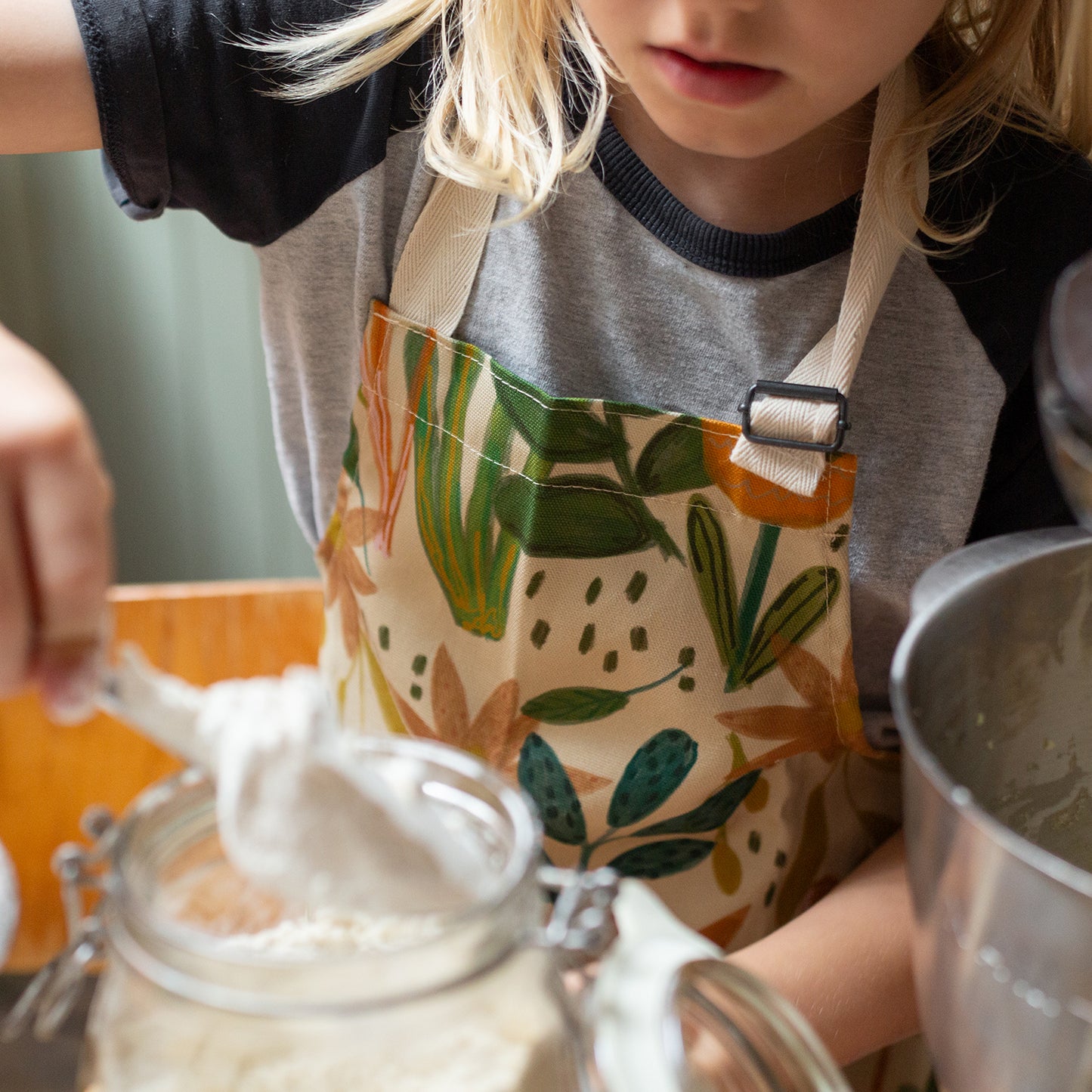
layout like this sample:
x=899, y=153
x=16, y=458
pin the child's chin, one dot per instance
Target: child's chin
...
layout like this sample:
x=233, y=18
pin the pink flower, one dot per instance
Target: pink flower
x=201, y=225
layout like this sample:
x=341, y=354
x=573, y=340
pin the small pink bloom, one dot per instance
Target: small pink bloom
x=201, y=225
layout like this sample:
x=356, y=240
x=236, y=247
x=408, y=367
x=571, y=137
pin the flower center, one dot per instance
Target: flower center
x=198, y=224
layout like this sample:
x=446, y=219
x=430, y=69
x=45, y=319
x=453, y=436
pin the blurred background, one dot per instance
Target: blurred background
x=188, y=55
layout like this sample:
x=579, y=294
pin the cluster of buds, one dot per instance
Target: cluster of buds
---
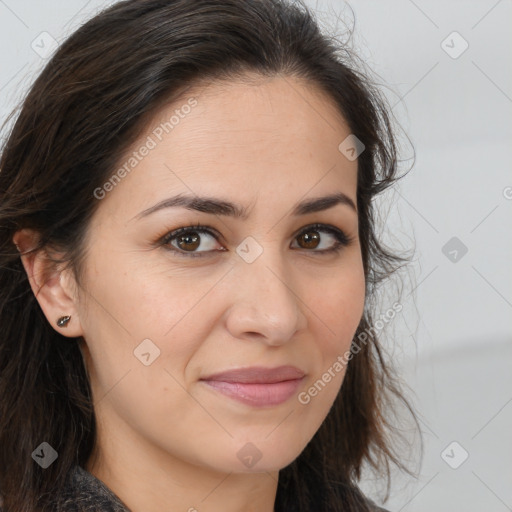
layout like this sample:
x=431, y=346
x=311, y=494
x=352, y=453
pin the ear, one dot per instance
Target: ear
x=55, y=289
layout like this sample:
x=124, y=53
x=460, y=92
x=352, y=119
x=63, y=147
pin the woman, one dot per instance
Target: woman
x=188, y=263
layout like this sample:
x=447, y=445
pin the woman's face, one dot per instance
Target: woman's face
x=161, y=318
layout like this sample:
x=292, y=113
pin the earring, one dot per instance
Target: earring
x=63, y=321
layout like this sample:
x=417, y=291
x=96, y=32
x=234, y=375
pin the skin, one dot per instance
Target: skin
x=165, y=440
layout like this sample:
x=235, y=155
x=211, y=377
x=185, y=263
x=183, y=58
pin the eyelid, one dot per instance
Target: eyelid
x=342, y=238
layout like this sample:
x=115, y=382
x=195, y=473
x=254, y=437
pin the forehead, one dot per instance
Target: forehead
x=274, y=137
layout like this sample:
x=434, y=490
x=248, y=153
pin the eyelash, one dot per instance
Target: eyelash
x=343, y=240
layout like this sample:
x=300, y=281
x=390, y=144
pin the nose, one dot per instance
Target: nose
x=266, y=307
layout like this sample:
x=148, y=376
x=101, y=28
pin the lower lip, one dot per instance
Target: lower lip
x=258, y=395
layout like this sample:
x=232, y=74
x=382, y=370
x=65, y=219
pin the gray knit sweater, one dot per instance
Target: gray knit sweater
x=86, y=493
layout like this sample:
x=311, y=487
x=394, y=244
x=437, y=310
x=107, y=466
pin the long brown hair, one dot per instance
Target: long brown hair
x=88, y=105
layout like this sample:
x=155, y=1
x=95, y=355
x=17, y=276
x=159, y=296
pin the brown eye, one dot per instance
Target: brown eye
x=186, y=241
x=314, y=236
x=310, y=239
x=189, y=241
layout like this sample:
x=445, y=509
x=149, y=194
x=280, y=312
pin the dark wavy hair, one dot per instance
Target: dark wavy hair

_Request_. Count the lines in the items above that contain the string "cluster". Matching is case-sensitive, and your reply should be only the number.

_Complete answer_. 2